What is expected → Restate word for word the lines in the listing below, starting at the line containing "Query: sunlit grass field" and ending at the line containing "One marker per instance, like [231,317].", both included; leave out the rest.

--- Supplied data Enclosed Below ---

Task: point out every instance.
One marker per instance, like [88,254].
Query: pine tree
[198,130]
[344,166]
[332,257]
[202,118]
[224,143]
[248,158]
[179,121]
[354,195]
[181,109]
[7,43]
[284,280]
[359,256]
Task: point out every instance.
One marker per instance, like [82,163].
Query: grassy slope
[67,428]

--- End of Enclosed Supplied data ---
--- Supplied data Enclosed Below ---

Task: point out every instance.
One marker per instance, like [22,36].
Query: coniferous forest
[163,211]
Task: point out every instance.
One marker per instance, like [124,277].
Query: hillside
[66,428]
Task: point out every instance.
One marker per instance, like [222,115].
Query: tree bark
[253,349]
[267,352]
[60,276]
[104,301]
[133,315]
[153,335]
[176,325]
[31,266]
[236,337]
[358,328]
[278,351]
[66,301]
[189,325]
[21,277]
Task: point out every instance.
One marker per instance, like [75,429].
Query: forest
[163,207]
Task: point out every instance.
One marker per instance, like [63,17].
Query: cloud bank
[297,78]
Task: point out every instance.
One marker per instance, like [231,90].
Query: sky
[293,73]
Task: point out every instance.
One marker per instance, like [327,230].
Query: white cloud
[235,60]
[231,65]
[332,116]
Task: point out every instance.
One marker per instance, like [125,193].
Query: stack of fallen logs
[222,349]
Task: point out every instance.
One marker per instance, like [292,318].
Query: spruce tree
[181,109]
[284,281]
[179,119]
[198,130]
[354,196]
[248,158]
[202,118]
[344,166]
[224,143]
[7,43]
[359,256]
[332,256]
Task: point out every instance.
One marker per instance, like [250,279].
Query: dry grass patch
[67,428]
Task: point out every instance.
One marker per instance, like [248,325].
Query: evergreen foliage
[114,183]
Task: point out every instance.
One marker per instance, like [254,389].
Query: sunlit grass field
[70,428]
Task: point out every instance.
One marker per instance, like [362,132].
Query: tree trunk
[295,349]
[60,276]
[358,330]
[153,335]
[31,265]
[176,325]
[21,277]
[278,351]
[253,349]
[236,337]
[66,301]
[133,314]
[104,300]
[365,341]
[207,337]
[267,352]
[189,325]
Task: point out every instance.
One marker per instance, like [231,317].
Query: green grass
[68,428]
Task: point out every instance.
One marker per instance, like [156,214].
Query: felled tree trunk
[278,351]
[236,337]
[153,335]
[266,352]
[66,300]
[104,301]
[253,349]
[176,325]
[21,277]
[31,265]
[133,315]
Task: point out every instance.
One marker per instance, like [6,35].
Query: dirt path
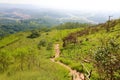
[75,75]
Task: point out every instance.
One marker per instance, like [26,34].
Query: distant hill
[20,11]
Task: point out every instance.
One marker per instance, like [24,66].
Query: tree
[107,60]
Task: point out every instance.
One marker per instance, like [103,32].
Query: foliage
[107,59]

--- End of Enclosed Supplied data ---

Solved exercise →
Query: sunlit grass field
[70,428]
Task: point out every instance.
One marker per instance, like [362,132].
Query: tree trunk
[295,349]
[60,276]
[358,330]
[153,335]
[31,265]
[176,325]
[21,277]
[278,351]
[253,349]
[236,337]
[66,301]
[133,314]
[104,300]
[365,341]
[207,337]
[267,352]
[189,325]
Task: point out every instance.
One marker per instance, like [231,317].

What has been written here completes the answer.